*Text provided*.
________________________
The following week, Mrs Onuoha’s line manager was visibly angry when she saw that she was still wearing the cross and said she would ensure that she would face disciplinary action.
Patient safety risked
On 21 August 2018, Mrs Onuoha was in charge of a team working in theatre supporting a patient who was under general anaesthetic. While the patient was on the surgery table, Mrs Onuoha’s manager came into theatre and demanded that she remove or conceal her cross immediately.
After refusing to remove it, Mrs Onuoha was told to leave the theatre to conceal the cross by putting on an additional scrub back to front, on top of the one she was correctly wearing.
Mrs Onuoha said she could not leave the patient. Her manager said that the junior staff could remain with the patient whilst she removed or covered up her cross.
Mrs Onuoha, however, again refused to leave the patient. Management then returned with another senior staff member insisting Mrs Onuoha left to change.
Mrs Onuoha was asked what she wanted to do and then, in the end, was told to carry on but that the cross needed to be removed by a specified time later that day.
At the same time, during the same operation, the blue pendant and earrings being worn by the anaesthetist were completely ignored.
There were similar incidents in theatre and the wards where Mrs Onuoha was concerned about patients’ safety.
Treated like a criminal
In November 2018, Mrs Onuoha received a letter from the Associate Director of Nursing, Stephen Lord, telling her that she was now being demoted to reception duties for her continued refusal to comply and that an internal investigation would ensue.
________________________
*Supplied records*.

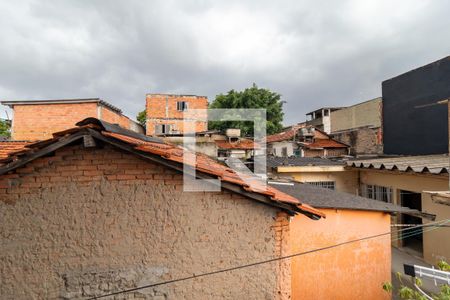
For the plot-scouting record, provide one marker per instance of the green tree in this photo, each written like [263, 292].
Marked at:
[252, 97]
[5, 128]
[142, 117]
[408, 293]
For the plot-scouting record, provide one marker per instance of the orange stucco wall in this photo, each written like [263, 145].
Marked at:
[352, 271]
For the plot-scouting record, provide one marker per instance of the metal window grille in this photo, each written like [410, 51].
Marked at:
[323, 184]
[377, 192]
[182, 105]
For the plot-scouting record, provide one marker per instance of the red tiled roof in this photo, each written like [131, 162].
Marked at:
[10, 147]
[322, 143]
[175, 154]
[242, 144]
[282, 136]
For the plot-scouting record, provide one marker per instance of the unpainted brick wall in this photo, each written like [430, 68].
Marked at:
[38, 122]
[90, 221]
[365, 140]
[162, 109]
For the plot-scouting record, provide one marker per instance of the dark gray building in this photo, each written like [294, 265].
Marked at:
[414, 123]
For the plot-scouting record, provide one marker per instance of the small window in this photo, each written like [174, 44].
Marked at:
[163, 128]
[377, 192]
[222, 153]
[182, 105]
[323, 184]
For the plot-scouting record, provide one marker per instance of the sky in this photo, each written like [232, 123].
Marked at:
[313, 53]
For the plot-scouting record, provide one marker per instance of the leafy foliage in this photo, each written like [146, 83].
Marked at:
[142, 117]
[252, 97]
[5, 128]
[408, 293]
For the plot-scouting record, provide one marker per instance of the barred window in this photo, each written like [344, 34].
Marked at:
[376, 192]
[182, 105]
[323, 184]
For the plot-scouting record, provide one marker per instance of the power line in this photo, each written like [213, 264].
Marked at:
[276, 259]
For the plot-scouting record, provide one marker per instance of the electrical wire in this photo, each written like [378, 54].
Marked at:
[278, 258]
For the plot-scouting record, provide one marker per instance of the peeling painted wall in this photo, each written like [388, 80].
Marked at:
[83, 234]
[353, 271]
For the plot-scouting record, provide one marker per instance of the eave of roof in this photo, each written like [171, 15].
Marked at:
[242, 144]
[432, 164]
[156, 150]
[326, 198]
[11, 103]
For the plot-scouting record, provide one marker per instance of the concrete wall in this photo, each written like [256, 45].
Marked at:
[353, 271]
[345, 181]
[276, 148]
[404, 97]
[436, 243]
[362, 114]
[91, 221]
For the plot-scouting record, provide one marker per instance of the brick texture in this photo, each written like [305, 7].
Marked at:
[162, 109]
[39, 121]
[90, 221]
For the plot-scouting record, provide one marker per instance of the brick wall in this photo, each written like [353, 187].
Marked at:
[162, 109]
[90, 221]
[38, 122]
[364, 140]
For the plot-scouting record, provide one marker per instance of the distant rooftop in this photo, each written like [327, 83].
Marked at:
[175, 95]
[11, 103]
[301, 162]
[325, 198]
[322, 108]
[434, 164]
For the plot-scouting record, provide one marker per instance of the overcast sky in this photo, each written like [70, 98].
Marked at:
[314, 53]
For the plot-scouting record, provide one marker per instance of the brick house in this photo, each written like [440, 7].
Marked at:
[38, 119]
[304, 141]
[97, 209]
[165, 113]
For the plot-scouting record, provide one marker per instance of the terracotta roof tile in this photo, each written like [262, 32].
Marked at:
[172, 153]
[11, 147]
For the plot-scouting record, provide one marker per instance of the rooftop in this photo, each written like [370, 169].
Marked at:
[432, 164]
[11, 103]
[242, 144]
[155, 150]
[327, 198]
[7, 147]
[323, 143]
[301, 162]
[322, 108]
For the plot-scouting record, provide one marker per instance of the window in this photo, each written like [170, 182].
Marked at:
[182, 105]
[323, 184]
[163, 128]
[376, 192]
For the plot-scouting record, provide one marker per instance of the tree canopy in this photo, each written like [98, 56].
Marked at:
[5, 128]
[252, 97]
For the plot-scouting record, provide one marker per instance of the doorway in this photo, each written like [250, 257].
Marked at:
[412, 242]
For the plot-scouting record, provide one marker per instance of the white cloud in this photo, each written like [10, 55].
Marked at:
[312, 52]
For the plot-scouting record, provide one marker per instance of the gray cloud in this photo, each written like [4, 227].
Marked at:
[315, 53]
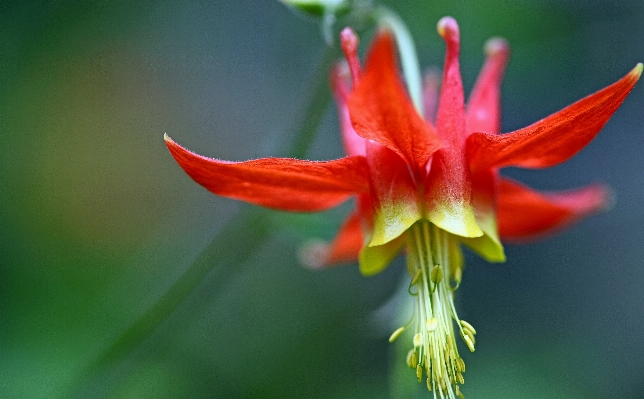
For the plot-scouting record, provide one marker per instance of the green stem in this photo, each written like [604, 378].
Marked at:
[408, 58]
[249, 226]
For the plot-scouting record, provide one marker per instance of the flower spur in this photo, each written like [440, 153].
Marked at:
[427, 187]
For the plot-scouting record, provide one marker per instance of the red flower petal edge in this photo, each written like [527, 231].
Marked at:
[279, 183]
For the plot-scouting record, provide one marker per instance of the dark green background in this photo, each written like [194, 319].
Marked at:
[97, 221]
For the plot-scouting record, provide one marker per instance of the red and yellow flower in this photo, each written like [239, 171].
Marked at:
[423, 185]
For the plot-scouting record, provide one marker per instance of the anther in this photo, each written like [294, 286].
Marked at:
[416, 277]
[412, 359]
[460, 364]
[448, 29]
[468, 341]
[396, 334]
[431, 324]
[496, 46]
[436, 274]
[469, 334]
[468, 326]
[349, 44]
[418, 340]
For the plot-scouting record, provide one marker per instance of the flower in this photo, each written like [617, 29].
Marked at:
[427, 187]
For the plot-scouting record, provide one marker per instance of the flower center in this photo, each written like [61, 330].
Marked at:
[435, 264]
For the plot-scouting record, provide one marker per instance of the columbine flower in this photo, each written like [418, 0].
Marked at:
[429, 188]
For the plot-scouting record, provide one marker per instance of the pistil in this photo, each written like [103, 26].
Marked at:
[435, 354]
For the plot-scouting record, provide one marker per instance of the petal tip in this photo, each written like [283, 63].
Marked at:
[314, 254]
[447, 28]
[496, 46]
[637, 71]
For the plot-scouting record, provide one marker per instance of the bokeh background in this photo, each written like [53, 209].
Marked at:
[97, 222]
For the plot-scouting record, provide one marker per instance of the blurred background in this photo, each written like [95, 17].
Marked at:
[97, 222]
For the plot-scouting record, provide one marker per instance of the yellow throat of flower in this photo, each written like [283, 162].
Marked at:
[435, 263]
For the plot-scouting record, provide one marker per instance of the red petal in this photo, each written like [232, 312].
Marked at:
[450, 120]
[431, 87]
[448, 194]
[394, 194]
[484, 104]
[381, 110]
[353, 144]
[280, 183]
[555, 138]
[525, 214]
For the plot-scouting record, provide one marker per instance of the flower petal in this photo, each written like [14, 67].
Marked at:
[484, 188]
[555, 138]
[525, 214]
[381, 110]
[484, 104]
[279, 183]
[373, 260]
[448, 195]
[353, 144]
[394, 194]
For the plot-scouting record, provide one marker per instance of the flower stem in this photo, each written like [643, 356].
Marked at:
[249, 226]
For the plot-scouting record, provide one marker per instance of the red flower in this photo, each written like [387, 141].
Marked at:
________________________
*Work request 1*. In the account of Mrs Onuoha and her cross, what was the anaesthetist wearing during the same operation?
*Work request 2*. Carry on the account of Mrs Onuoha and her cross from the point where it stops.
The records can be set aside.

*Answer box 1*. A blue pendant and earrings.

*Answer box 2*.
Mr Lord gave Mrs Onuoha a letter which accused her of: “continued failure to comply with the Dress Code and Uniform Policy” and stated that she would now be “temporarily redeploy[ed] to non-clinical duties where you would be able to wear your necklace without breaching the Trust policy”.
Until her resignation in August 2020, Mrs Onuoha was constantly moved from one administrative role to the next, which she found deeply humiliating.
She was also put under pressure and ordered not to tell anyone about what was happening to her. As she was unable to explain to any colleagues why this was happening, it took a lasting emotional toll on her.
In April 2019, Mrs Onuoha had been given a final written warning and was told by Mr Lord, following her grievance being dismissed, that if she returned to clinical areas with the cross on “security would become involved, and I don’t want that.”
As she continued to face investigation and demotion, Mrs Onuoha was forced to take stress leave in June 2020.
Despite being off sick, the Trust demanded that Mrs Onuoha attend investigation hearings after it had produced an extensive ‘investigation report.’
Shattered, Mrs Onuoha instructed her Christian Legal Centre lawyers, who had supported her throughout this time, to tender her resignation.